Copy out every row below, swapping "sports analytics" for "street scenes" and keeping everything else the same. Leave the pictures out.

# LISTING start

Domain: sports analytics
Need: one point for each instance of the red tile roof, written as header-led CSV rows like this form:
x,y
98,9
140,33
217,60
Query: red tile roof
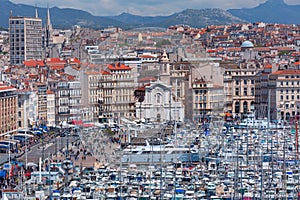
x,y
118,66
34,63
287,72
103,72
147,79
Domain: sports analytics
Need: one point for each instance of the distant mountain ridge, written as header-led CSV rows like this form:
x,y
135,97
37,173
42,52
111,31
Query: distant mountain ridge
x,y
272,11
67,17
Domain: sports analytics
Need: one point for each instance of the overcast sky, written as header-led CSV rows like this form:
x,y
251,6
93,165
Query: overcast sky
x,y
145,7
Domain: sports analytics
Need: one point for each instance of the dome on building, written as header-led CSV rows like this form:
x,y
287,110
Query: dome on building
x,y
247,44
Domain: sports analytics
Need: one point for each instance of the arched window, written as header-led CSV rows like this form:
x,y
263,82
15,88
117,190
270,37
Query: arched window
x,y
158,98
237,107
245,107
158,117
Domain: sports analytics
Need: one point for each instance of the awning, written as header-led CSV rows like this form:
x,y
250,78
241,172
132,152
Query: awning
x,y
2,173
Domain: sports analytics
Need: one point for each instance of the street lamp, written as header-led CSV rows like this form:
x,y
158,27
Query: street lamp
x,y
67,165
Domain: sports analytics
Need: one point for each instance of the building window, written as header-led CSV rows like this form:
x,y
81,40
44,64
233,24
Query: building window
x,y
245,92
237,91
252,91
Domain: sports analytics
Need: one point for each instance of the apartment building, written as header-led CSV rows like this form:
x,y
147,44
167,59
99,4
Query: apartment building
x,y
41,89
208,100
116,90
68,106
25,39
239,87
284,87
8,110
90,95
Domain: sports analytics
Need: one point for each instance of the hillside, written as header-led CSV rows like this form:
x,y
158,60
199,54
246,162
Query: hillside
x,y
272,11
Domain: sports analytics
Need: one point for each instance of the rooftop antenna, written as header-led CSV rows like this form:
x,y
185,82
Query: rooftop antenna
x,y
36,12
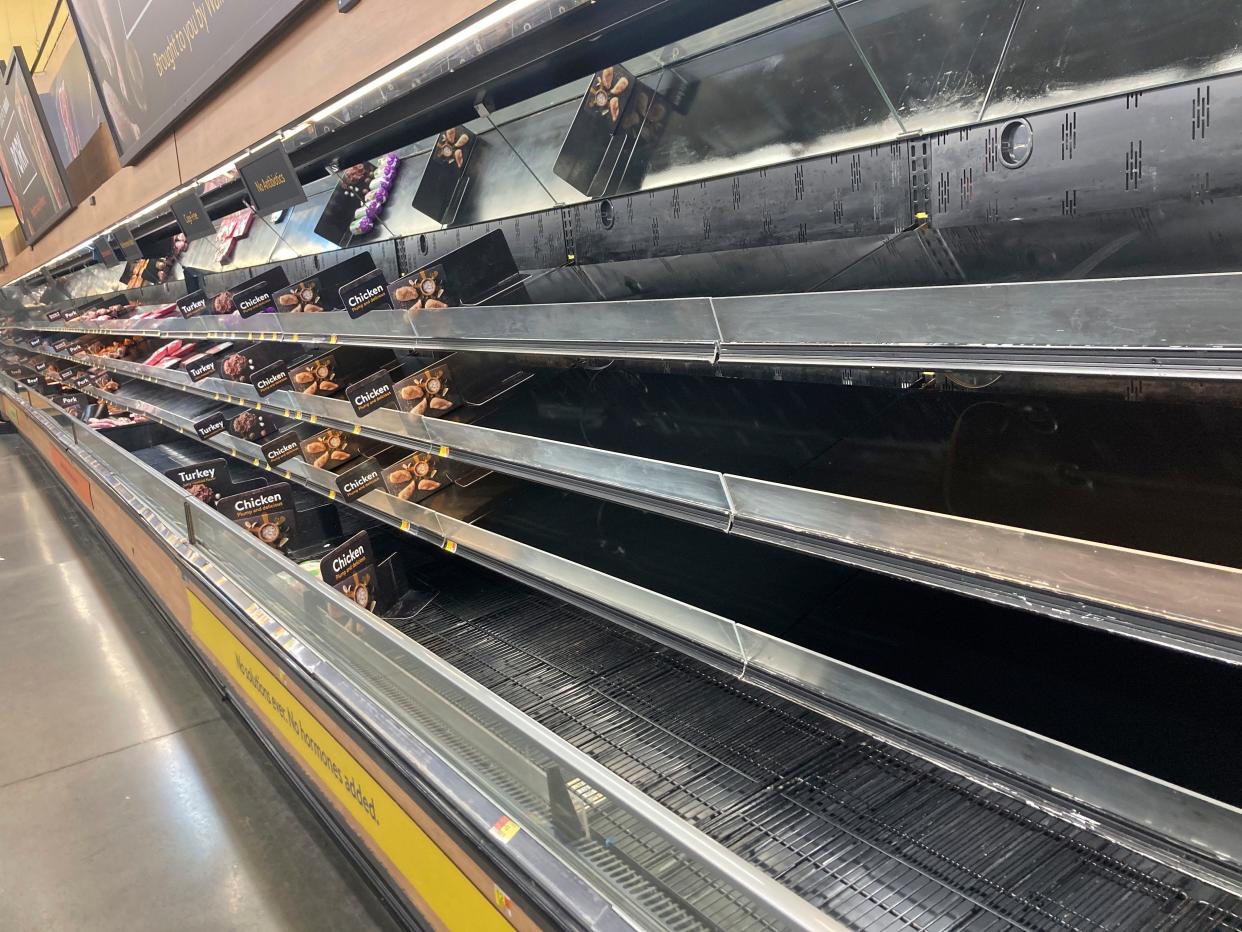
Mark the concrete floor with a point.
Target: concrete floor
(131, 795)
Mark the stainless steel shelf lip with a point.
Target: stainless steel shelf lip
(1139, 362)
(1155, 322)
(1099, 577)
(1159, 326)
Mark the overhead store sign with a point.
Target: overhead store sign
(152, 61)
(31, 170)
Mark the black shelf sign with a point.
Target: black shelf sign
(271, 180)
(191, 216)
(365, 293)
(193, 303)
(355, 482)
(210, 425)
(107, 255)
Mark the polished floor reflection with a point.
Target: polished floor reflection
(131, 797)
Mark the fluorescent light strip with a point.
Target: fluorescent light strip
(435, 51)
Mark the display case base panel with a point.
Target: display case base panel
(872, 835)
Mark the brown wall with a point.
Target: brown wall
(314, 57)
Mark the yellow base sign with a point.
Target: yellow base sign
(456, 902)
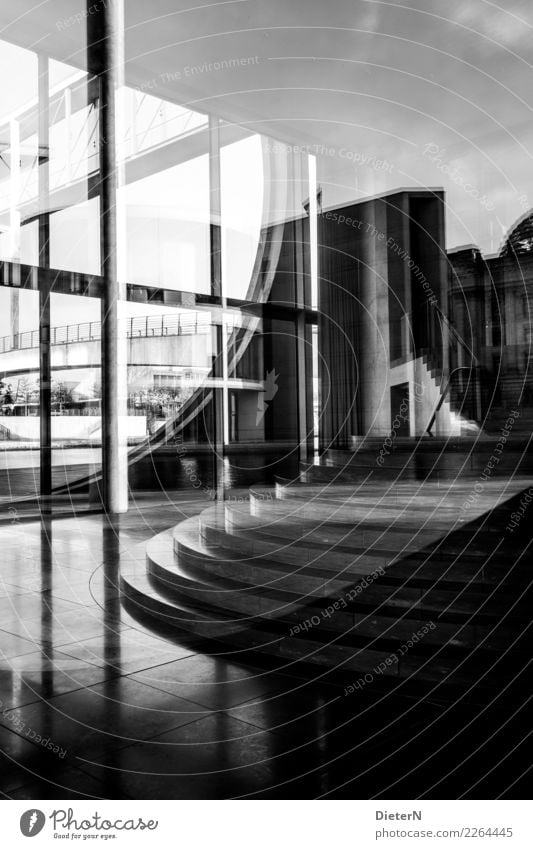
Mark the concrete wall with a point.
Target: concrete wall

# LISTING end

_ANSWER BELOW_
Domain: street scenes
Need: one point for each instance of the red tile roof, written as header-led CSV rows like this form:
x,y
98,9
140,33
217,60
Query: red tile roof
x,y
118,66
34,63
287,72
103,72
147,79
Domain: street scenes
Need: one point for each instance of the distant mountain ridge, written as header-led CSV rows like this form:
x,y
135,97
37,173
42,52
111,31
Query: distant mountain ridge
x,y
272,11
67,17
Domain: street scenes
Need: one point for each instance of the overcast sky, written as header-led CSV rows like this form:
x,y
251,6
93,165
Query: overcast sky
x,y
145,7
Domain: street scenes
Need: one point for each instance of the dome on building, written as header-led CSV rows like this form:
x,y
287,110
Query: dome on building
x,y
247,44
Domain: street scenes
Need: one point for each instance of the arched window, written as header-led CSV rows like this form:
x,y
263,82
15,88
117,190
270,37
Query: arched window
x,y
158,98
237,107
245,107
158,117
Domain: street scenes
Need: one point for each instance of the awning, written as header-led CSV rows like this form:
x,y
250,78
241,172
132,152
Query: awning
x,y
2,173
Domain: street scenes
Need: one point for each instance of the street lamp, written as header-led CSV rows like this form:
x,y
158,27
Query: street lamp
x,y
67,165
Domain: street scenes
Need: one point for each instance of the building window, written as header-led CSV rows like this form:
x,y
81,40
44,64
233,24
Query: building window
x,y
245,92
237,91
252,91
Domain: street scenes
Need: one point for each instance of the apartment building, written as header-led CSV rows like this form:
x,y
147,44
167,59
99,4
Query: apartment building
x,y
41,89
208,100
116,90
68,106
25,39
239,87
284,87
8,110
90,95
Domain: street scenes
Need: one point for each instance of the hillside, written as header-led CSV rows like this form:
x,y
158,60
199,54
246,162
Query: hillside
x,y
272,11
Domain: street scenes
Need: one point for each instance of the rooftop antenna, written as header-led CSV rows like this form:
x,y
185,82
Query: rooftop antenna
x,y
36,12
Mark the concrete floor with a point.
Target: concrete floor
(131, 795)
Mark the stainless steel shelf lip with a point.
Target: stainless steel shelf lip
(1139, 362)
(1155, 322)
(1099, 577)
(1159, 326)
Mark the overhead store sign with a point.
Target: overhead store sign
(152, 61)
(31, 170)
Mark the black shelf sign with a point.
Target: black shelf sign
(271, 180)
(191, 216)
(365, 293)
(193, 303)
(355, 482)
(210, 425)
(107, 255)
Mark the polished floor reflection with a point.
Target: polished floor reflection
(131, 797)
Mark the fluorescent light strip with a point.
Target: fluorescent light strip
(435, 51)
Mark the display case base panel with a point.
Target: display case base panel
(872, 835)
Mark the brown wall with a point.
Target: brown wall
(314, 57)
Mark the yellow base sign with a point.
Target: yellow base sign
(456, 902)
Mark the concrete wall with a point.
Target: concrete wall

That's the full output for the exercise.